* [Document excerpt]:
▽

Hebrews

A verse-by-verse exegetical commentary on the New Testament Greek text

Introduction

Hebrews is somewhat of a mystery. We know little of the writer, origin, destination and date. Even the title "To the Hebrews" is a later addition. Tradition doesn't help us very much and so we are stuck with the text itself. What we have is a rhetorical homily which addresses laxity in the Christian life and encourages faithful endurance. The theology of the book is grounded on a high Christology. Christ is the high priestly Son of God who makes access to the living God possible through his sacrificial death.

 
The structure of Hebrews

The structure of Hebrews has been a matter of conjecture for some time and so numerous literary units have been suggested. The two most popular structural schemes are as follows:

i] The letter falls into three parts with two transitional paragraphs at 4:14-16 and 10:19-30;

ii] There are four parts to the letter: a) 1:1-2:18, Christ the leader of our Salvation. b) 3:1-4:16, The wondering people of God. c) 5:1-10:18, Christ our High Priest. d) 10:19-12:29, The Way of faith. Chapter 13 serves as a conclusion.

△

Answer these questions using the Hebrews commentary introduction:
1. What does the introduction say about the title "To the Hebrews"?
2. In the three-part scheme, which passages are the two transitional paragraphs?
3. In the four-part scheme, what purpose does Chapter 13 serve?
The rows that come next have nothing to do with the Hebrews commentary introduction.

* [Records provided]:

▽

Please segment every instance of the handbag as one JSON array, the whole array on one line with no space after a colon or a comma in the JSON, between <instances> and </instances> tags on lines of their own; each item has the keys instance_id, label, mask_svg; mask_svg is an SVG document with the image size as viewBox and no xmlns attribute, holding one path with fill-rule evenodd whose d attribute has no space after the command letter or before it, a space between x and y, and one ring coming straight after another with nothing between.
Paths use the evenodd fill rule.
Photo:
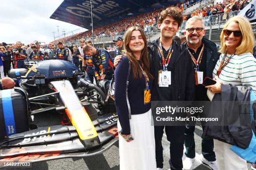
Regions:
<instances>
[{"instance_id":1,"label":"handbag","mask_svg":"<svg viewBox=\"0 0 256 170\"><path fill-rule=\"evenodd\" d=\"M126 98L126 102L127 102L127 106L128 107L128 112L129 112L129 119L131 118L131 107L130 106L130 102L128 98L128 86L129 85L129 78L130 77L130 73L131 72L131 61L129 61L129 70L128 70L128 75L127 75L127 79L126 80L126 87L125 88L125 95ZM108 92L108 95L105 101L107 101L108 98L110 97L112 99L115 100L114 97L115 95L115 75L113 75L111 82L109 85L109 89Z\"/></svg>"}]
</instances>

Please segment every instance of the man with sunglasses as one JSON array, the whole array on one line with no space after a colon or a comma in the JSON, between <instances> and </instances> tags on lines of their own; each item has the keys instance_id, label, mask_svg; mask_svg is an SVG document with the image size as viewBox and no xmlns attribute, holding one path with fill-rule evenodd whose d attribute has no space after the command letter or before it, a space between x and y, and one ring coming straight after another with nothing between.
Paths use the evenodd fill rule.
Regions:
<instances>
[{"instance_id":1,"label":"man with sunglasses","mask_svg":"<svg viewBox=\"0 0 256 170\"><path fill-rule=\"evenodd\" d=\"M207 89L202 85L204 78L212 78L212 72L219 59L216 45L213 42L203 37L205 35L205 25L202 18L194 16L189 19L186 25L184 32L187 41L183 45L189 51L195 71L196 88L195 101L209 101L207 95ZM193 115L197 116L197 115ZM195 143L194 132L195 122L185 128L185 159L183 161L183 168L190 170L195 161ZM202 126L203 131L205 127ZM200 159L202 162L209 165L214 170L218 170L215 153L213 151L213 140L202 139L202 153Z\"/></svg>"},{"instance_id":2,"label":"man with sunglasses","mask_svg":"<svg viewBox=\"0 0 256 170\"><path fill-rule=\"evenodd\" d=\"M79 41L80 42L80 46L77 48L77 56L79 58L79 67L80 70L84 71L84 68L83 68L83 60L84 60L84 52L83 52L83 48L85 43L85 40L84 38L82 38Z\"/></svg>"}]
</instances>

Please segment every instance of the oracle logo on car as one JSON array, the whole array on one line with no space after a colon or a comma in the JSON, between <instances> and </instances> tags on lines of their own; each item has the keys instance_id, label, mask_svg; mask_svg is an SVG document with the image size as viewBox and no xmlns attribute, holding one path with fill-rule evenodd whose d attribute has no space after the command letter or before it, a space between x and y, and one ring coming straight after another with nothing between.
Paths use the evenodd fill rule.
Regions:
<instances>
[{"instance_id":1,"label":"oracle logo on car","mask_svg":"<svg viewBox=\"0 0 256 170\"><path fill-rule=\"evenodd\" d=\"M66 75L66 71L63 70L56 70L53 71L52 73L54 75Z\"/></svg>"},{"instance_id":2,"label":"oracle logo on car","mask_svg":"<svg viewBox=\"0 0 256 170\"><path fill-rule=\"evenodd\" d=\"M119 6L119 4L111 0L107 0L105 4L104 4L101 0L91 0L92 8L94 12L102 14L113 10L114 7ZM95 6L97 7L95 8ZM90 18L91 18L91 3L90 0L86 0L85 2L82 3L82 5L77 4L79 7L68 7L66 8L69 12L80 17ZM82 8L81 8L82 7ZM88 15L88 14L90 15ZM98 15L93 13L93 16L99 20L101 20L101 18Z\"/></svg>"}]
</instances>

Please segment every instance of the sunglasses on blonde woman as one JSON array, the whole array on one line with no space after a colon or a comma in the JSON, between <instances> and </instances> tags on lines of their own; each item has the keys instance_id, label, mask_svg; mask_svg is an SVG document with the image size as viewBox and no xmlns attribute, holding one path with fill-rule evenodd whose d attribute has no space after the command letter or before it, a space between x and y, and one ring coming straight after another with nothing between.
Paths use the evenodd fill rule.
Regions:
<instances>
[{"instance_id":1,"label":"sunglasses on blonde woman","mask_svg":"<svg viewBox=\"0 0 256 170\"><path fill-rule=\"evenodd\" d=\"M229 36L233 32L234 37L239 37L242 36L242 32L241 31L231 31L228 30L224 30L223 32L224 35L226 36Z\"/></svg>"}]
</instances>

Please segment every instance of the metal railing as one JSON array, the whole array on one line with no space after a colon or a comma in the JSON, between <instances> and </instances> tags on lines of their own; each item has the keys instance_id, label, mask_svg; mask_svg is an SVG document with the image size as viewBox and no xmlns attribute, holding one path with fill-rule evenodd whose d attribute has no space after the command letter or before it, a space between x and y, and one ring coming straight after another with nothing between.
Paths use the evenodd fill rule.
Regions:
<instances>
[{"instance_id":1,"label":"metal railing","mask_svg":"<svg viewBox=\"0 0 256 170\"><path fill-rule=\"evenodd\" d=\"M190 13L192 11L201 9L214 2L214 0L201 0L186 7L183 11L183 15Z\"/></svg>"},{"instance_id":2,"label":"metal railing","mask_svg":"<svg viewBox=\"0 0 256 170\"><path fill-rule=\"evenodd\" d=\"M211 25L212 27L216 28L218 27L220 28L222 25L228 20L228 19L234 16L237 15L240 11L230 12L228 13L224 13L223 14L210 15L207 17L203 17L203 20L205 22L205 26L208 27ZM185 29L186 24L187 21L184 21L182 22L180 29Z\"/></svg>"},{"instance_id":3,"label":"metal railing","mask_svg":"<svg viewBox=\"0 0 256 170\"><path fill-rule=\"evenodd\" d=\"M226 22L230 18L234 16L237 15L240 11L230 12L228 13L225 13L221 14L215 15L210 15L203 18L203 20L205 22L205 29L207 30L207 35L206 36L209 40L211 40L212 39L216 39L213 38L216 35L219 35L220 34L218 31L215 31L215 30L218 30L223 28L224 25ZM181 35L183 34L183 32L185 31L186 23L187 21L184 21L180 26L179 32L178 32L178 35ZM146 32L147 38L148 40L150 40L151 38L156 33L159 32L160 31L157 28L157 27L154 26L151 28L151 31L149 32ZM210 32L209 32L210 31ZM207 32L209 32L209 34ZM216 33L215 32L216 32ZM95 45L100 45L104 47L105 44L110 44L110 43L113 43L113 40L116 37L120 37L123 38L125 32L119 32L117 34L115 34L114 36L111 35L107 35L104 36L99 35L95 36L94 39ZM218 35L219 38L219 36ZM92 38L87 38L92 40ZM219 40L213 40L215 42L218 42ZM74 41L68 41L65 43L66 45L68 46L71 46L74 44L79 45L79 40L77 40Z\"/></svg>"},{"instance_id":4,"label":"metal railing","mask_svg":"<svg viewBox=\"0 0 256 170\"><path fill-rule=\"evenodd\" d=\"M240 11L234 11L204 17L203 19L205 22L205 29L206 30L205 37L215 44L220 45L220 37L225 24L229 18L237 15L239 12ZM186 21L184 21L181 26L178 32L179 35L184 35L186 22ZM253 30L256 30L256 23L251 23L251 26Z\"/></svg>"}]
</instances>

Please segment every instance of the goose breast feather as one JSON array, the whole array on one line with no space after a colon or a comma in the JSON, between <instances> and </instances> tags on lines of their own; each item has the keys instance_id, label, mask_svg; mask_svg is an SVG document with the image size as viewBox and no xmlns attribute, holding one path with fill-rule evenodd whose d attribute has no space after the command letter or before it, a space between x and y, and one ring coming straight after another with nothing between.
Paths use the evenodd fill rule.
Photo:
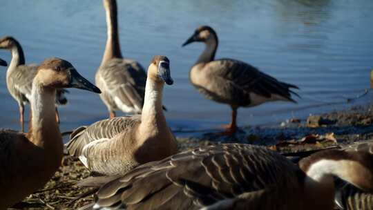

△

* [Exercise solution]:
1. It is a later addition.
2. 4:14-16 and 10:19-30.
3. It serves as a conclusion.